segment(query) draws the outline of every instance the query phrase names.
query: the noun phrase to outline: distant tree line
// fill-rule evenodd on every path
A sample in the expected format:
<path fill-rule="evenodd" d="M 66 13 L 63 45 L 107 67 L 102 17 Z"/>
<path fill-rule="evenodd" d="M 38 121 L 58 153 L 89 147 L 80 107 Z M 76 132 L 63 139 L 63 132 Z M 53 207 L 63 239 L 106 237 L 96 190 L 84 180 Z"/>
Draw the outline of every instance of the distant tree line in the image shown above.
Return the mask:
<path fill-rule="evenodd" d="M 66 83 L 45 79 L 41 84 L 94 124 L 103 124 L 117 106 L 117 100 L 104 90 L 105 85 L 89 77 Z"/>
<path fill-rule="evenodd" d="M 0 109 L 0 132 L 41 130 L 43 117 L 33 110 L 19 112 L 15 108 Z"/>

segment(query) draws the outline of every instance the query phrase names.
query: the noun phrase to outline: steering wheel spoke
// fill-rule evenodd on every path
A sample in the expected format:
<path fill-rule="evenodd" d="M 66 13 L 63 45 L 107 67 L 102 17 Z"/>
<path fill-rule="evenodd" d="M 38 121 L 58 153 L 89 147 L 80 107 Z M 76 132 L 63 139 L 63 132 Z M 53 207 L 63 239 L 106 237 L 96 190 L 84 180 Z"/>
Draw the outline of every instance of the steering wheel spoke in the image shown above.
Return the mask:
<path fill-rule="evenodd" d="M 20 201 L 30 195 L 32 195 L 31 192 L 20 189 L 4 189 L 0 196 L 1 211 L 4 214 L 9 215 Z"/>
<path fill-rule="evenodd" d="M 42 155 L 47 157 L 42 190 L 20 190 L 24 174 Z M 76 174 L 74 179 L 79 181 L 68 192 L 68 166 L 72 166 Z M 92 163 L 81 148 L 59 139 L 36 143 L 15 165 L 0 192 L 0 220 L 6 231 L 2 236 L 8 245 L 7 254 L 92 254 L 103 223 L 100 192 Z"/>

-*-

Exercise task - Each line above must be printed exactly as it appears.

Response to this task -
segment(query) draws the outline of every instance the query phrase names.
query: the noun phrase to outline: distant tree line
// fill-rule evenodd on every path
A sample in the expected format:
<path fill-rule="evenodd" d="M 66 13 L 63 45 L 107 67 L 102 17 Z"/>
<path fill-rule="evenodd" d="M 38 121 L 58 153 L 89 147 L 80 107 Z M 76 132 L 63 139 L 63 132 Z M 53 207 L 63 239 L 106 237 L 96 190 L 84 180 Z"/>
Draw the outline of every instance of the distant tree line in the image shown above.
Return the mask:
<path fill-rule="evenodd" d="M 66 83 L 45 79 L 41 84 L 94 124 L 103 124 L 117 106 L 117 100 L 104 90 L 105 85 L 89 77 Z"/>
<path fill-rule="evenodd" d="M 0 109 L 0 132 L 41 130 L 43 117 L 33 110 L 19 112 L 15 108 Z"/>

segment(query) draws the outline of every instance the query phrase names.
query: the noun phrase to outline: steering wheel spoke
// fill-rule evenodd on every path
A sample in the expected format:
<path fill-rule="evenodd" d="M 66 13 L 63 45 L 107 67 L 102 17 Z"/>
<path fill-rule="evenodd" d="M 38 121 L 58 153 L 89 147 L 80 107 Z M 76 132 L 63 139 L 63 132 Z M 53 207 L 63 239 L 106 237 L 96 190 L 84 180 Z"/>
Draw the outline of every instance of the steering wheel spoke in the image shown above.
Return the mask:
<path fill-rule="evenodd" d="M 20 201 L 30 195 L 32 195 L 31 192 L 20 189 L 4 189 L 0 196 L 1 211 L 4 214 L 9 215 Z"/>
<path fill-rule="evenodd" d="M 42 155 L 47 157 L 42 190 L 20 190 L 24 174 Z M 76 174 L 74 179 L 79 181 L 68 192 L 68 166 L 72 166 Z M 92 163 L 81 148 L 59 139 L 36 143 L 15 165 L 0 192 L 0 220 L 6 231 L 2 236 L 8 245 L 7 254 L 92 254 L 103 223 L 100 192 Z"/>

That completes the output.